-- ACTIVITY --
Please print every record below exactly as it appears.

-------- RECORDS PROVIDED

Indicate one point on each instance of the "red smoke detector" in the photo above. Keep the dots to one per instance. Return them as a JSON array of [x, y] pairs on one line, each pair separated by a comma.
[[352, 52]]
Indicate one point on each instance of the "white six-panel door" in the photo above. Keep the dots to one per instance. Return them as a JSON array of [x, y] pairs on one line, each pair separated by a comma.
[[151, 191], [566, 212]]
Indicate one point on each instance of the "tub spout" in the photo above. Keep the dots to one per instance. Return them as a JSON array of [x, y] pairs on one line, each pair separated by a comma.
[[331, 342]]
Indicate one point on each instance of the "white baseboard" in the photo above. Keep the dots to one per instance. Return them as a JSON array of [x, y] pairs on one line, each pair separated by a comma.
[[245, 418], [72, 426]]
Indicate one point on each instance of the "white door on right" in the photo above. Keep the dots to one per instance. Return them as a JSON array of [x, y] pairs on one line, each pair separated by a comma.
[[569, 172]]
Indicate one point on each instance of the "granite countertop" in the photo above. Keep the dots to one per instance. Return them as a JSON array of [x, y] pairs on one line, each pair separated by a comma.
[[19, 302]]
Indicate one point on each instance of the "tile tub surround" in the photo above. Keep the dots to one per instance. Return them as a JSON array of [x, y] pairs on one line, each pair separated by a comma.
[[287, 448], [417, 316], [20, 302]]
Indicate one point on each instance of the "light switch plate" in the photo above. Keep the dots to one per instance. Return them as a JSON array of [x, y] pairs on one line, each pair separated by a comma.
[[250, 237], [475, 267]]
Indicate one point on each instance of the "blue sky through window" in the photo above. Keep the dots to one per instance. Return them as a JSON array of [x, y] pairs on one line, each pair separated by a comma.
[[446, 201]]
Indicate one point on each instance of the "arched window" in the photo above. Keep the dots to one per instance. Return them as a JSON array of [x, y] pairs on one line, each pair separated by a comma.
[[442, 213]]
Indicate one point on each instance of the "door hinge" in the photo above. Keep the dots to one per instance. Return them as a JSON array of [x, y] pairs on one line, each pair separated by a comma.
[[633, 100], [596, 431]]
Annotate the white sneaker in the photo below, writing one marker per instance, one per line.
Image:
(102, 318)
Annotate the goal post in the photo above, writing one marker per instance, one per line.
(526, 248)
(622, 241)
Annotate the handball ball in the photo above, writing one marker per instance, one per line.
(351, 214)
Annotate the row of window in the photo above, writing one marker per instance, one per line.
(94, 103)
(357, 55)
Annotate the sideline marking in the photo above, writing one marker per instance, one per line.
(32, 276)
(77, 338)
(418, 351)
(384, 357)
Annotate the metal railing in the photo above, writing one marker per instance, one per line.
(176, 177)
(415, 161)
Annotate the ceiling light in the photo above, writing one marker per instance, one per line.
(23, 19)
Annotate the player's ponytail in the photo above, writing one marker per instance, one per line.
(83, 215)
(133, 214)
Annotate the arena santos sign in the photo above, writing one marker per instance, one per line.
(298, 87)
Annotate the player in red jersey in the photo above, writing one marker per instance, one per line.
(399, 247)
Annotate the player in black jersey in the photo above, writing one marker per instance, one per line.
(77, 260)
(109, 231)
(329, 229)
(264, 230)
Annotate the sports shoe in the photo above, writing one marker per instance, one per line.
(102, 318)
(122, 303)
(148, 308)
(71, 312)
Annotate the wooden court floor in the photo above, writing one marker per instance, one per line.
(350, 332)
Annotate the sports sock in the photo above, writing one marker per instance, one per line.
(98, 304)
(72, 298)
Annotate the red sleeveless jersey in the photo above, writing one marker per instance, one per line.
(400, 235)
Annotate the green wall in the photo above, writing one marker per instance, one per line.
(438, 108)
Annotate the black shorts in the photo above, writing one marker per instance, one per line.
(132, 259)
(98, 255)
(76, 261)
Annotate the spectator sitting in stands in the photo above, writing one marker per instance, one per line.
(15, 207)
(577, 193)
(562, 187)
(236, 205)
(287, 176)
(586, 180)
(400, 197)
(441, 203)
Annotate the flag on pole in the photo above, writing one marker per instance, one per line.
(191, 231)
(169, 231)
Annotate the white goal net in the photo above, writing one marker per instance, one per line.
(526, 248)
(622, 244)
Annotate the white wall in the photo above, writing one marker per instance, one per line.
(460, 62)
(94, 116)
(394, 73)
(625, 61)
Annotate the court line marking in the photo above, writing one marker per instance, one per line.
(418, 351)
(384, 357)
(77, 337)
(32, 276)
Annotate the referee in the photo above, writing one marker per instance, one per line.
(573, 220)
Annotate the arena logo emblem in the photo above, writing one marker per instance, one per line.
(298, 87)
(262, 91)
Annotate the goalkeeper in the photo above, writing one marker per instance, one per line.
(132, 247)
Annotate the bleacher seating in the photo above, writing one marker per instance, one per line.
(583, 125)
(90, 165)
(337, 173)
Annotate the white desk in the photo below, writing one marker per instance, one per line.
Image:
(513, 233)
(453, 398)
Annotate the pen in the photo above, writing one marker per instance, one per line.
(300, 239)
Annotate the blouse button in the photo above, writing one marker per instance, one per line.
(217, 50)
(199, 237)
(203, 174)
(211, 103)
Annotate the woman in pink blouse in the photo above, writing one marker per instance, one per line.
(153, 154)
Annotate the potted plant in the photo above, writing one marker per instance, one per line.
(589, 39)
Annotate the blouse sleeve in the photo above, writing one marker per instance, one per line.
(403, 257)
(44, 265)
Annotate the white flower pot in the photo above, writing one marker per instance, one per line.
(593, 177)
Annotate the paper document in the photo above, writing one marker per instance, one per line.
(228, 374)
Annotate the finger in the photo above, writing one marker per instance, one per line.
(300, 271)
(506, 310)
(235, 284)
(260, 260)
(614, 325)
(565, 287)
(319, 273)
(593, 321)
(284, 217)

----------------

-- ANSWER BOX --
Indicate one point on each instance of the "red smoke detector" in the photo above. Keep the dots to one per instance. Return them as a JSON array of [x, y] pairs on one line, each pair separated by a comma.
[[352, 52]]
Indicate one point on each instance of the "white six-panel door" in the photo above. Keep the dots to one per instance. Return them as a JSON array of [x, y] pairs on one line, each pair separated by a comma.
[[151, 191], [566, 212]]
Indicate one point on each instance of the "tub spout" in the photo above. Keep the dots to one per instance. Return them as a JSON array of [x, y] pairs on one line, each pair separated by a comma.
[[331, 342]]
Indicate one point on each instance of the "white baseboard" in the photo above. Keep the dots to one per instance. Return them as a JSON array of [x, y] pairs on one line, each pair separated by a comma.
[[245, 418], [72, 426]]
Indicate one point on each instance of the "white door on right" in the photo above. Keep the dots to one per instance. Return them as a JSON array of [x, y] pairs on one line, each pair separated by a comma.
[[569, 172]]
Indicate one point on each instance of the "granite countertop" in the photo above. Keep the dots to one per instance. Return them as a JSON array of [x, y] pairs on one line, each pair separated by a comma.
[[19, 302]]
Indicate one point on each instance of the "tile tub surround" in the photo above. Keep the dots to one per instance. Return them as a JSON array of [x, y] pairs on one line, each pair separated by a comma.
[[287, 448], [417, 316], [20, 302]]
Indicate one point on each instance of the "light switch plate" in the photo above. Keep the dots to one per instance. Return them as a JSON array of [x, y] pairs on one line, each pair separated by a comma.
[[250, 237], [475, 267]]
Indicate one point on each instance of the "blue sky through window" in the photo above. Keep the dots to one per instance. Return them as a JSON array of [x, y] pairs on one line, each pair separated by a comma.
[[446, 201]]
Indicate one point on each instance of the "arched window" in the photo above. Keep the dots to one per instance. Return them as a JSON array of [x, y] pairs on one line, each pair separated by a comma.
[[442, 213]]
Indicate one point on each instance of the "door hinge" in the photo above. Keep the dots to one per instance. Return them as a JSON array of [x, y] pairs on one line, each pair separated by a comma.
[[633, 100], [596, 431]]
Annotate the white sneaker in the photo below, writing one marker per instance, one per line.
Image:
(102, 318)
Annotate the goal post in the photo above, writing one marker per instance, one per line.
(526, 248)
(622, 241)
Annotate the handball ball in the photo above, writing one marker per instance, one per line.
(351, 214)
Annotate the row of window in the photo above, writing one marker per instance, one per line.
(94, 103)
(357, 55)
Annotate the sideline marking in the photo above, writing one marker per instance, one per line.
(32, 276)
(77, 338)
(418, 351)
(384, 357)
Annotate the metal railing in the photo above, writing one marker per instance, one per line.
(176, 177)
(415, 161)
Annotate the ceiling light in the photo above, writing one marker per instance, one per line.
(23, 19)
Annotate the player's ponytail in the photo above, writing one marker per instance, one per line.
(83, 215)
(133, 214)
Annotate the arena santos sign in the photo above, writing one marker per instance, one per line.
(298, 87)
Annotate the player in red jersey in the photo above, writing one marker per instance, one per line.
(399, 247)
Annotate the player in black jersey in the photo above, writing one marker per instance, one per line.
(77, 260)
(109, 231)
(329, 229)
(264, 230)
Annotate the sports shoe in the photo above, writing one marker per instance, one per line.
(102, 318)
(122, 303)
(148, 308)
(71, 312)
Annotate the wooden court floor in the photo above, writing one marker per instance, one per line.
(350, 332)
Annotate the sports sock in the photo above, writing one marker per instance, one per line.
(98, 304)
(72, 298)
Annotate the red sleeveless jersey in the photo above, writing one marker per instance, one per line.
(400, 235)
Annotate the green wall in the photo above, writing one marker per instance, one per line.
(438, 108)
Annotate the black shorts in the photo above, writing one marker per instance, one per line.
(132, 259)
(98, 255)
(76, 261)
Annotate the spectator sitting in stands in the photo above, writing one marker per instance, one per line.
(15, 207)
(577, 193)
(562, 187)
(236, 205)
(287, 176)
(586, 180)
(400, 197)
(441, 203)
Annotate the flag on pole in the photo above, writing one marker per instance, one per line.
(191, 231)
(169, 231)
Annotate the white goal net in the photo above, writing one marker per instance, one per line.
(526, 248)
(622, 244)
Annotate the white wall in the photo above, writing one marker per instance, one per line.
(460, 62)
(94, 116)
(394, 73)
(625, 61)
Annotate the court line marking in the photo above, writing one marker per instance, one per line.
(418, 351)
(384, 357)
(77, 337)
(32, 276)
Annotate the referee in the photo above, writing one marker per instance, one per line.
(573, 220)
Annotate the arena logo emblem in the photo above, writing one marker per instance, one per line.
(298, 87)
(262, 91)
Annotate the goalkeeper in the photo above, writing one marker per instance, one per line.
(132, 247)
Annotate the bleacher seating in the photo above, writing one marker per instance, one per line.
(583, 125)
(90, 165)
(337, 173)
Annotate the white desk in the photo below, writing one marker per instance, one per line.
Image:
(513, 233)
(453, 398)
Annotate the pen in the photo above, writing one marker per instance, one per line.
(300, 239)
Annotate the blouse button in the photo above, writing one marker per instance, one per line.
(217, 50)
(199, 237)
(203, 174)
(211, 103)
Annotate the woman in pink blouse in the photo above, writing one marker per instance, one per line.
(153, 154)
Annotate the potted plant in the photo above, writing one marker per instance, one per line.
(589, 39)
Annotate the blouse sleeve in the photo above, writing one marker per instance, one per line.
(403, 257)
(44, 265)
Annotate the white flower pot in the photo above, writing one marker per instance, one per line.
(593, 177)
Annotate the paper document in the photo above, writing one marker per instance, one per line.
(228, 374)
Annotate the finger in the photo above, writing one marker per instance, one per line.
(300, 271)
(506, 310)
(235, 284)
(260, 260)
(614, 325)
(565, 287)
(319, 273)
(593, 321)
(284, 217)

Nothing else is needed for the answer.